Line pipes Introduction

Chemical composition has a profound effect on the microstructure, mechanical properties, weldability and corrosion resistance of modern line pipe steels. Predominant material for line pipes is C-Mn Steel or Carbon steel. The material for modern line pipes is high strength low alloy (HSLA) steel. The evolution of this special class of steels can be traced back to 1959 when the first X-52 micro-alloyed, or so called high strength low alloy (HSLA) steel was installed in North America. Prior to that line pipe was produced from steels strengthened by carbon and manganese which exhibited very poor weldability and fracture resistance. Strengthening by micro-alloying with niobium and vanadium, in amounts often much less than 0.10 percent, allowed the required strengths to be achieved at lower carbon contents which improved both weldability and notch toughness.

The microstructure of line pipe steels in grades up to at least X-65 (446 MPa) consists of ferrite and pearlite. Carbon increases the volume fraction of pearlite and thereby strength, however, during welding, the carbon dissolves in the matrix and produces hard brittle microstructures in the region adjacent to the weld bead (the so called heat affected zone or HAZ)). The HAZ may crack immediately, or after some time (delayed cracking) depending on hardness and on the amount of hydrogen introduced by the welding consumable(s).

It is always advantageous to keep Mn in the vicinity of 1.4% in order to control the hardenability of the base line pipe material. Again Mn should always be considered along with other materials for overall effect, 1.4% Mn max., has been found to be ensuring adequate strength and toughness whole limiting to the hardenablity to acceptale level, without effecting any other properties of the line pipe.

High Mn leads to centerline segregation?
Manganese combines with sulfur (S) which eliminates hot shortness (low ductility due to the formation of iron sulfides at high temperature) but the benefit comes at a price. Manganese sulfide (MnS) is very plastic at rolling temperatures, compared with the hot steel itself, and it elongates to produce inclusion stringers which introduce directionality (anisotropy) into the skelp, such that testing transverse to the rolling direction (generally circumferential direction) results in much reduced, generally unacceptable, ductility and notch toughness (low Charpy energy values).

** DATA SHOWN **

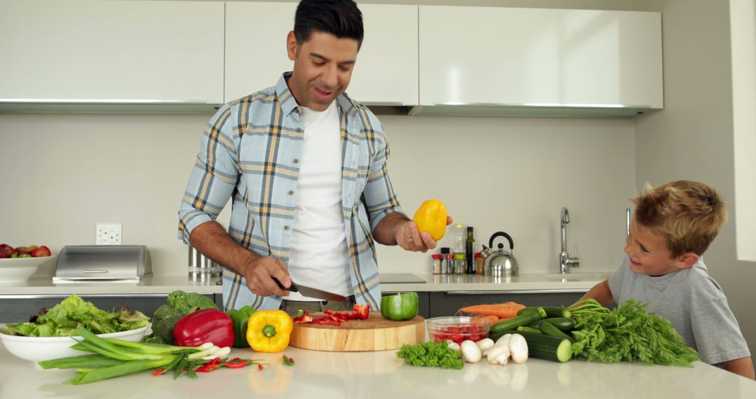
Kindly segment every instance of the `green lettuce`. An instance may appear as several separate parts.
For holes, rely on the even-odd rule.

** WRITTEN TASKS **
- 1) Name every chemical element mentioned in the line pipes text.
- 2) Write out the part of the line pipes text that opens with the words containing "Line pipes Introduction" and closes with "and notch toughness.".

** PER-TASK OUTPUTS **
- 1) Carbon, manganese, niobium, vanadium, hydrogen, sulfur, iron

- 2)
Line pipes Introduction

Chemical composition has a profound effect on the microstructure, mechanical properties, weldability and corrosion resistance of modern line pipe steels. Predominant material for line pipes is C-Mn Steel or Carbon steel. The material for modern line pipes is high strength low alloy (HSLA) steel. The evolution of this special class of steels can be traced back to 1959 when the first X-52 micro-alloyed, or so called high strength low alloy (HSLA) steel was installed in North America. Prior to that line pipe was produced from steels strengthened by carbon and manganese which exhibited very poor weldability and fracture resistance. Strengthening by micro-alloying with niobium and vanadium, in amounts often much less than 0.10 percent, allowed the required strengths to be achieved at lower carbon contents which improved both weldability and notch toughness.